EXCERPTED TEXT:
## BEGIN

The terms and conditions of the substitute options so granted may vary from the
terms and conditions set forth in this Plan to such extent as the Committee at
the time of grant may deem appropriate to conform, in whole or in part, to the
provisions of the options in substitution for which they are granted.
ARTICLE XIX
MISCELLANEOUS PROVISIONS
19.1 EXERCISE OF STOCK OPTIONS. Stock Options granted under the Plan may
be exercised during the option period, at such times and in such amounts, in
accordance with the terms and conditions and subject to such restrictions as are
set forth herein and in applicable stock option agreements. Notwithstanding
anything to the contrary contained herein, Stock Options may not be exercised,
nor may shares be issued pursuant to a Bonus award or Stock Option if any
necessary listing of the shares on a securities exchange or any registration
under state or federal securities laws required under the circumstances has not
been accomplished.
19.2 NON-ASSIGNABILITY. No Stock Option granted to a Participant may be
transferred or assigned, other than (i) by will or the laws of descent and
distribution or (ii) pursuant to the terms of a qualified domestic relations
order (as defined in Section 401(a)(13) of the Code or Section 206(d)(3) of the
Employee Retirement Income Security Act of 1974, as amended), provided, that in
the case of an Incentive Stock Option, such transfer or assignment may occur
only to the extent it will not result in disqualifying such option as an
incentive stock option under Section 422 of the Code, or any successor
provision. Subject to the foregoing, during a Participant's lifetime, Stock
Options granted to a Participant may be exercised only by the Participant or,
provided the particular stock option agreement so provides, by the Participant's
guardian or legal representative. Subject to Section 7.3 hereof, no interest of
a Participant in any
21
<PAGE>
Bonus awarded under the Plan may be transferred, alienated, assigned or
encumbered other than by will or pursuant to the laws of descent and
distribution.

## END

INPUT DATA:
## BEGIN

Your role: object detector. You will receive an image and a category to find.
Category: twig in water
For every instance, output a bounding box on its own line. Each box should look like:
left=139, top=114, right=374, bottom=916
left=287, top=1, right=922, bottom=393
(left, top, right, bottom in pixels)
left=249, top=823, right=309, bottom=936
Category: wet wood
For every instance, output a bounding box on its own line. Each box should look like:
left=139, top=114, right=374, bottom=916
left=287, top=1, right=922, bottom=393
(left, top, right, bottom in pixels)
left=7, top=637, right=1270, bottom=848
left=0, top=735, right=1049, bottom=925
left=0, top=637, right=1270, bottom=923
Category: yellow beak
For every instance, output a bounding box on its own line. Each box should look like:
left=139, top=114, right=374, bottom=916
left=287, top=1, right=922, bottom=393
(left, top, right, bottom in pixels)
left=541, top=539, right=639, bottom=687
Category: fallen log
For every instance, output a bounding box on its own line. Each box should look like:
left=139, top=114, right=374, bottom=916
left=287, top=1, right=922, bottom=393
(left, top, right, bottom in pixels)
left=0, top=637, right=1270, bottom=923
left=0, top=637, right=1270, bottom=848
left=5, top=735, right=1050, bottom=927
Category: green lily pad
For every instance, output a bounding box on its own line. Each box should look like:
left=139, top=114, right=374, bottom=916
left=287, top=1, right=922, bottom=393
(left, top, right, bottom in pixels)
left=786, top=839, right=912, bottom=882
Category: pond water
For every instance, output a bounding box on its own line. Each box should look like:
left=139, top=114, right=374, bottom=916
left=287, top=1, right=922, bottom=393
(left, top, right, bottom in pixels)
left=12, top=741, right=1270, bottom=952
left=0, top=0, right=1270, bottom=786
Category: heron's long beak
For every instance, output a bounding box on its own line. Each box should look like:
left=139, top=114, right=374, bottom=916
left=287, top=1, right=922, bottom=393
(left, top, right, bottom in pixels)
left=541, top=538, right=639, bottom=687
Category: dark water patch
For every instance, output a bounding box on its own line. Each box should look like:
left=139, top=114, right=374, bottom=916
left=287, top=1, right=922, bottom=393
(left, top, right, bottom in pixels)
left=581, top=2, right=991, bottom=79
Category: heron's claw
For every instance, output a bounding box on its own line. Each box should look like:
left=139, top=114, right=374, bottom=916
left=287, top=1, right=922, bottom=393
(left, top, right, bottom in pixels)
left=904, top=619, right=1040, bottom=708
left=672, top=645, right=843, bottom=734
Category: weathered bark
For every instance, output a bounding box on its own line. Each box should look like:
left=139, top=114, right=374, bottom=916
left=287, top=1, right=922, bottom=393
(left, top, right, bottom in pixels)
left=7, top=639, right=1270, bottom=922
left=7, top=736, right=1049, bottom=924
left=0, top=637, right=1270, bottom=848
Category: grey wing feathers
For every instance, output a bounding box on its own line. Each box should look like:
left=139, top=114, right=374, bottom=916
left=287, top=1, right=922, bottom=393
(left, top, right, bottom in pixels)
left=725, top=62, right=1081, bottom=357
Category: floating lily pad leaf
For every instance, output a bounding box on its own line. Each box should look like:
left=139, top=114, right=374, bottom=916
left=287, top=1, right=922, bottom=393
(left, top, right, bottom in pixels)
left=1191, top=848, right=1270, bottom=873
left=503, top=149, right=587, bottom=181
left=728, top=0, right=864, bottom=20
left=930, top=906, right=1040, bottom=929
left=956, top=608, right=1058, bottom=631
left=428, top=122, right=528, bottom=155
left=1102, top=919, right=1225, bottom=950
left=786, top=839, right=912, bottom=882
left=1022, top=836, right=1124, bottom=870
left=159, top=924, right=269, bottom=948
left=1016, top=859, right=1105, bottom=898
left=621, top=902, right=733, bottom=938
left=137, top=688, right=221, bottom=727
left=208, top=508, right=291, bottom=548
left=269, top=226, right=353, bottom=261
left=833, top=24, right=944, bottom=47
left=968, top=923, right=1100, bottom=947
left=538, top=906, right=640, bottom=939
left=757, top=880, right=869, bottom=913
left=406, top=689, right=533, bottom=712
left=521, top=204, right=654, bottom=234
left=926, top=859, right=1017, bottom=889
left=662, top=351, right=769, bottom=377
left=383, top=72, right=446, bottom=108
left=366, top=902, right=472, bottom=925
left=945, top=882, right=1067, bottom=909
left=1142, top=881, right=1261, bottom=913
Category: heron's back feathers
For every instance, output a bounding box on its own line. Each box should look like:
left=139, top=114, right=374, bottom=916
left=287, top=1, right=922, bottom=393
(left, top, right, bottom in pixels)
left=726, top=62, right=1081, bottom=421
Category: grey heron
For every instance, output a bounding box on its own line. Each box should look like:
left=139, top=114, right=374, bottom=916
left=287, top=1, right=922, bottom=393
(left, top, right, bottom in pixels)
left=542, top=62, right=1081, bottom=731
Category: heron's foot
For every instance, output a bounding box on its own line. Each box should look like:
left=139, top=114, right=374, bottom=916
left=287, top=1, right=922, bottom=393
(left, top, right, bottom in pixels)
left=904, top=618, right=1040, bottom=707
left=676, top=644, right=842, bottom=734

## END

TASKS FOR THIS EXERCISE:
a – Could you render the listing as a JSON list of strings, one string per line with blank lines omitted, covering only the lines from the line with "Category: grey wing feathers" to the line with "left=726, top=62, right=1081, bottom=421", both included?
b – What might come next in the stock option plan excerpt? Continue it from its final sentence.

EXPECTED OUTPUTS:
a –
[
  "Category: grey wing feathers",
  "For every instance, output a bounding box on its own line. Each box should look like:",
  "left=139, top=114, right=374, bottom=916",
  "left=287, top=1, right=922, bottom=393",
  "(left, top, right, bottom in pixels)",
  "left=725, top=62, right=1081, bottom=357",
  "Category: floating lily pad leaf",
  "For every instance, output a bounding box on its own line. Each box should look like:",
  "left=139, top=114, right=374, bottom=916",
  "left=287, top=1, right=922, bottom=393",
  "(left, top, right, bottom in pixels)",
  "left=1191, top=848, right=1270, bottom=873",
  "left=503, top=149, right=587, bottom=181",
  "left=728, top=0, right=864, bottom=20",
  "left=930, top=906, right=1040, bottom=929",
  "left=956, top=608, right=1058, bottom=631",
  "left=428, top=122, right=528, bottom=155",
  "left=1102, top=919, right=1225, bottom=950",
  "left=786, top=839, right=912, bottom=882",
  "left=1022, top=836, right=1124, bottom=870",
  "left=159, top=924, right=269, bottom=948",
  "left=1016, top=859, right=1105, bottom=898",
  "left=621, top=902, right=733, bottom=938",
  "left=137, top=688, right=221, bottom=727",
  "left=208, top=508, right=291, bottom=548",
  "left=269, top=226, right=353, bottom=261",
  "left=833, top=24, right=944, bottom=47",
  "left=968, top=923, right=1100, bottom=947",
  "left=538, top=906, right=640, bottom=939",
  "left=757, top=880, right=869, bottom=913",
  "left=406, top=689, right=533, bottom=712",
  "left=521, top=204, right=654, bottom=234",
  "left=926, top=859, right=1017, bottom=889",
  "left=662, top=351, right=769, bottom=377",
  "left=383, top=72, right=446, bottom=108",
  "left=366, top=902, right=472, bottom=925",
  "left=945, top=882, right=1067, bottom=909",
  "left=1142, top=881, right=1261, bottom=913",
  "Category: heron's back feathers",
  "For every instance, output a bounding box on its own line. Each box should look like:",
  "left=139, top=114, right=374, bottom=916",
  "left=287, top=1, right=922, bottom=393",
  "(left, top, right, bottom in pixels)",
  "left=726, top=62, right=1081, bottom=421"
]

b –
19.3 INVESTMENT INTENT. The Company may require that there be
presented to and filed with it by any Participant(s) under the Plan, such
evidence as it may deem necessary to establish that the Stock Options granted
or the shares of Common Stock to be purchased or acquired hereunder are being
acquired for investment and not with a view to their distribution.
19.4 NO RIGHT TO CONTINUE EMPLOYMENT. Nothing in the Plan or in any Bonus
or Stock Option confers upon any employee the right to continue in the employ of
the Company or interferes with or restricts in any way the right of the Company
to discharge any employee at any time (subject to any contract rights of such
employee).
19.5 STOCKHOLDERS' RIGHTS. The holder of a Stock Option shall have
none of the rights or privileges of a stockholder except with respect to
shares which have been actually issued.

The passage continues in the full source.